- [SUPPLIED DATA]
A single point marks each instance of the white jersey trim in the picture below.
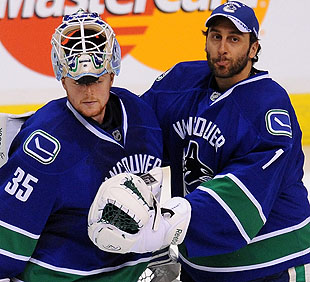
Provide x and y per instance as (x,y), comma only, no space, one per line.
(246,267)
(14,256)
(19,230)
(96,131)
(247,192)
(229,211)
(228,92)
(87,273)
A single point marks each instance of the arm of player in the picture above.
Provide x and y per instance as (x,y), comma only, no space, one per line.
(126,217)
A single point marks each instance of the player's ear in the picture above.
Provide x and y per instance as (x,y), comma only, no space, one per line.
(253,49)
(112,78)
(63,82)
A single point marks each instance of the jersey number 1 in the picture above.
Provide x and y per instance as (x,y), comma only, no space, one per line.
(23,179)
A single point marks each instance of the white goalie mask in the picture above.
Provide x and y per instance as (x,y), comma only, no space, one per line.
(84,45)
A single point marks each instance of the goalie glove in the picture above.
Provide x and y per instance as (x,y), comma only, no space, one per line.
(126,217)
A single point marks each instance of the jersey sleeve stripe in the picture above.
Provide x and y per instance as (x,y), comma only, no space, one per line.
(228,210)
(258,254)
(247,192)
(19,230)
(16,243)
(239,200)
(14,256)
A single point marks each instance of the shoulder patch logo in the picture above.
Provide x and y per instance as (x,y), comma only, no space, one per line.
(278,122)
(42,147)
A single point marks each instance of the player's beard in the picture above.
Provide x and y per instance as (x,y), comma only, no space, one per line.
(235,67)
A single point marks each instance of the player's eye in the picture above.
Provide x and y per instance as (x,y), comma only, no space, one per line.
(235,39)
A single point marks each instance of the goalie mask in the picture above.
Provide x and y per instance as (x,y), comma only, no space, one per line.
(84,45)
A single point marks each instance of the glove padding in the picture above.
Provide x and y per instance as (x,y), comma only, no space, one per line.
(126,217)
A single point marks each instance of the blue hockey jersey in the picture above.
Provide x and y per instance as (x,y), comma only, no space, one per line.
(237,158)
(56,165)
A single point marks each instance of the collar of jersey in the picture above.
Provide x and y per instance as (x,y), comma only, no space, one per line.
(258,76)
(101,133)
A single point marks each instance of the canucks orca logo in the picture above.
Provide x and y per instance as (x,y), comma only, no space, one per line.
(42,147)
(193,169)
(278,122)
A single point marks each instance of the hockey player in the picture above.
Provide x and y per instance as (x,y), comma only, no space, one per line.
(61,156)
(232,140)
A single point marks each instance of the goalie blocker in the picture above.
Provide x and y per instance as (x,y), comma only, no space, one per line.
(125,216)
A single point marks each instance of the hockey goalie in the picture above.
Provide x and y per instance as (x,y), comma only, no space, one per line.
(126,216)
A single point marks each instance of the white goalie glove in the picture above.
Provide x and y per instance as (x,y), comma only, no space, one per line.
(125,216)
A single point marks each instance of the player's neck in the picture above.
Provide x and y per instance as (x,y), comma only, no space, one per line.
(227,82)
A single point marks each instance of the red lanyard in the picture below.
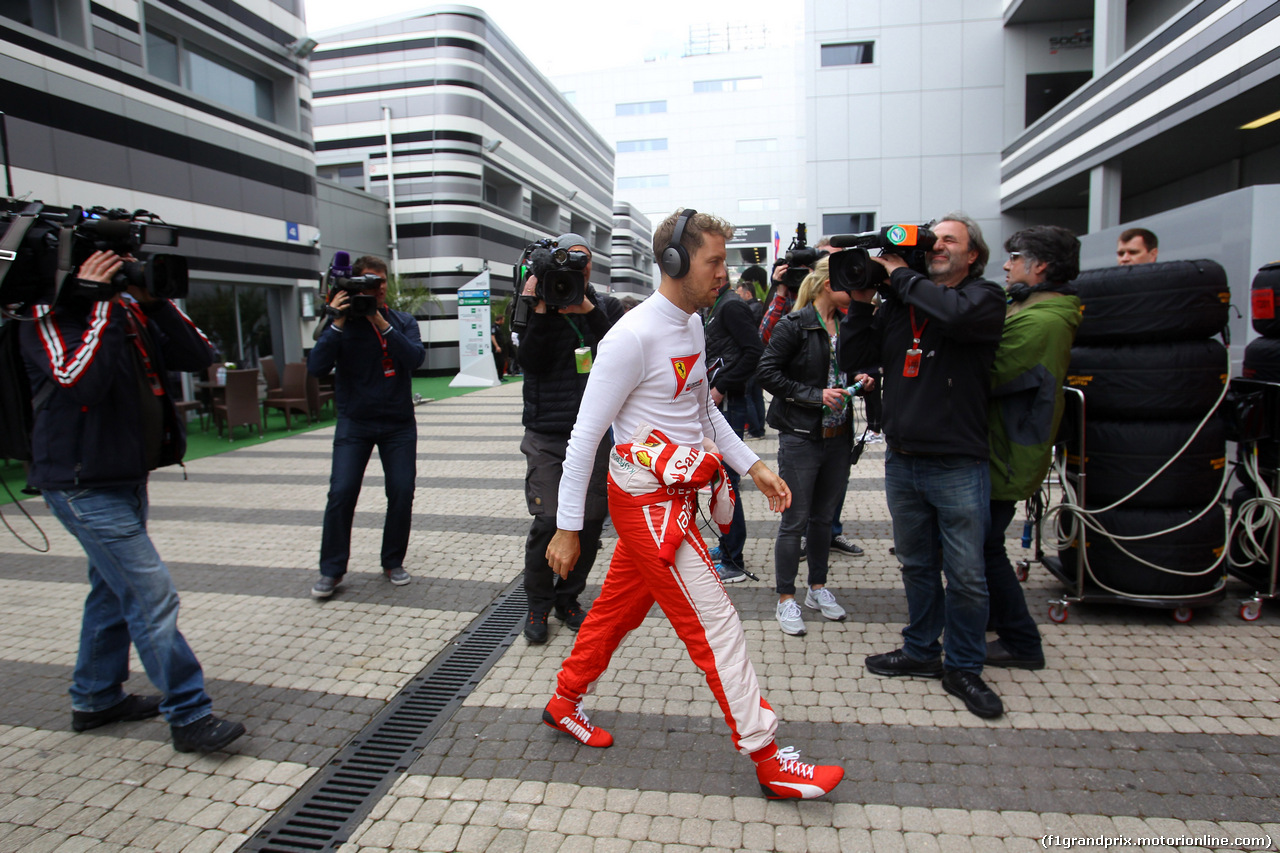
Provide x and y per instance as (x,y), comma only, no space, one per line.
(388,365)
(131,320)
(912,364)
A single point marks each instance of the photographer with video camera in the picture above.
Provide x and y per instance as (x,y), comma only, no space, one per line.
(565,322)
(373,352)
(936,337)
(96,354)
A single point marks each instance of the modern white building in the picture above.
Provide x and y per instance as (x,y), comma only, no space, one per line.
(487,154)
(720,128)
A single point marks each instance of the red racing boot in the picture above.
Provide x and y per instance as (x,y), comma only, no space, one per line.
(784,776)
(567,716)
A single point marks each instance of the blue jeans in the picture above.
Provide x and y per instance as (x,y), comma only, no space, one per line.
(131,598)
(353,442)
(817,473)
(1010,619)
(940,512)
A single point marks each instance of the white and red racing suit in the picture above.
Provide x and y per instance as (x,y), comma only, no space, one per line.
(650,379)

- [DIRECTIONS FOR THIS TASK]
Recast every one of the items above as a Markdown table with the columns Row and Line, putting each line in its own numbered row and skipping blank lines. Leave the pictures out of the table.

- [WRITTEN SOLUTION]
| Row | Line |
|---|---|
| 1 | A single point marks each instance of the white jersey trim in the picture below. |
| 2 | Provide x and y per instance as (x,y), comma only, no space, one per line. |
| 3 | (246,267) |
| 4 | (14,256) |
| 5 | (19,230) |
| 6 | (96,131) |
| 7 | (247,192) |
| 8 | (229,211) |
| 9 | (228,92) |
| 10 | (87,273) |
| 11 | A single point marks each instance of the arm of player in the picture above. |
| 12 | Provide x and y per instance as (x,y), comma only, no space, one per line. |
| 13 | (126,217) |
| 14 | A single point marks each instance of the player's ear in the picture above. |
| 15 | Provide x and y per instance as (x,y), comma only, no space, one per line. |
| 16 | (253,49) |
| 17 | (112,78) |
| 18 | (63,82) |
| 19 | A single point marks each instance of the jersey number 1 in the picture above. |
| 20 | Provide x and y per instance as (x,y), comma only, no space, one per line. |
| 21 | (23,179) |
| 22 | A single point marks each instance of the white goalie mask in the picture above. |
| 23 | Provide x and y per instance as (x,y), comma only, no space, one per line. |
| 24 | (84,45) |
| 25 | A single point marks each instance of the goalie glove in the picture above. |
| 26 | Provide x and y per instance as (x,y), comma only, no space, one per line. |
| 27 | (126,217) |
| 28 | A single point marks each instance of the jersey sleeve stripe in the picture above. |
| 29 | Provide x and y per instance as (x,y), comma only, no space, one per line. |
| 30 | (228,210) |
| 31 | (258,254) |
| 32 | (247,192) |
| 33 | (19,230) |
| 34 | (16,243) |
| 35 | (239,200) |
| 36 | (14,256) |
| 37 | A single point marks each instance of the shoulder patch logo in the picture above. |
| 38 | Provide x and y per instance as (x,y), comma only, no space, one per line. |
| 39 | (278,122) |
| 40 | (42,147) |
| 41 | A single point marks each instance of the player's beard in the picture above. |
| 42 | Provide x and y per instance as (x,y), comma only, no space, one per line. |
| 43 | (235,67) |
| 44 | A single point marks each instance of the player's eye in the picture above. |
| 45 | Provide x and y per instance as (x,y), comma only, no space, one per line. |
| 46 | (235,39) |
| 47 | A single point marks each instance of the goalie mask in the picture above. |
| 48 | Provide x and y per instance as (x,y), comma only, no space, one per line. |
| 49 | (84,45) |
| 50 | A single point marks each instance of the glove padding in the picture above. |
| 51 | Provide x and y per instance as (x,y), comma only, no space, one per line. |
| 52 | (126,217) |
| 53 | A single point marks each instance of the blue hockey jersey in the picture above. |
| 54 | Provide x and y per instance as (x,y), comma only, no space, one per line. |
| 55 | (237,158) |
| 56 | (56,165) |
| 57 | A single point marks each instance of the collar of jersey in the picture above. |
| 58 | Provide x and y per instance as (x,y), comma only, no space, one per line. |
| 59 | (258,76) |
| 60 | (101,133) |
| 61 | A single point marks each instance of the canucks orca logo in the picture above. |
| 62 | Provide x and y per instance as (x,y), comma only, no space, one per line. |
| 63 | (42,147) |
| 64 | (193,169) |
| 65 | (278,122) |
| 66 | A single point marks each instance of the hockey player in the picture above. |
| 67 | Provide x and y per instance as (x,y), comma only, no space, one per line. |
| 68 | (61,156) |
| 69 | (232,140) |
| 70 | A single point marks each instance of the goalie blocker in the picture above. |
| 71 | Provide x and y per instance as (x,y), comma only, no space, one per line. |
| 72 | (125,216) |
| 73 | A single point marks each instance of the hockey goalie in the picture above. |
| 74 | Provide x and y per instance as (x,y), comma only, no space, one per line. |
| 75 | (126,216) |
| 76 | A single point marks each instance of the white goalie glove in the picture above. |
| 77 | Provide x and y per instance as (x,y), comma only, no space, one per line. |
| 78 | (125,216) |
| 79 | A single point marks each instance of the player's neck in the picture above. |
| 80 | Provide x and y per instance as (x,y), comma only, no space, one per line. |
| 81 | (227,82) |
| 82 | A single point marks each instance of the red lanyard in the picture below. |
| 83 | Provide x and y per instance as (x,y), comma only, no space, one per line. |
| 84 | (388,365) |
| 85 | (131,320) |
| 86 | (912,364) |
| 87 | A single point marks each instance of the photographer with video camera in the picture above. |
| 88 | Provide x and y per instance as (x,y), comma only, no space, one per line. |
| 89 | (565,322) |
| 90 | (373,352) |
| 91 | (936,337) |
| 92 | (96,354) |
| 93 | A single point marks each instance of the modern white building in the picture above. |
| 94 | Provide x and y per instance as (x,y), comma only, no space, one per line. |
| 95 | (487,154) |
| 96 | (720,128) |
| 97 | A single point marks each instance of the red racing boot in the picture above. |
| 98 | Provide x and y per instance as (x,y), comma only, no space, one per line. |
| 99 | (784,776) |
| 100 | (567,716) |
| 101 | A single point marks each instance of the blue jeans in the picture above. |
| 102 | Provide x and y per instance as (x,y), comma only, no space, one per line. |
| 103 | (131,598) |
| 104 | (353,442) |
| 105 | (817,473) |
| 106 | (1010,619) |
| 107 | (940,512) |
| 108 | A single point marks each instance of the white and red racing suit in the picture above. |
| 109 | Provide x and y per instance as (x,y), comma only, no space, one per line. |
| 110 | (650,379) |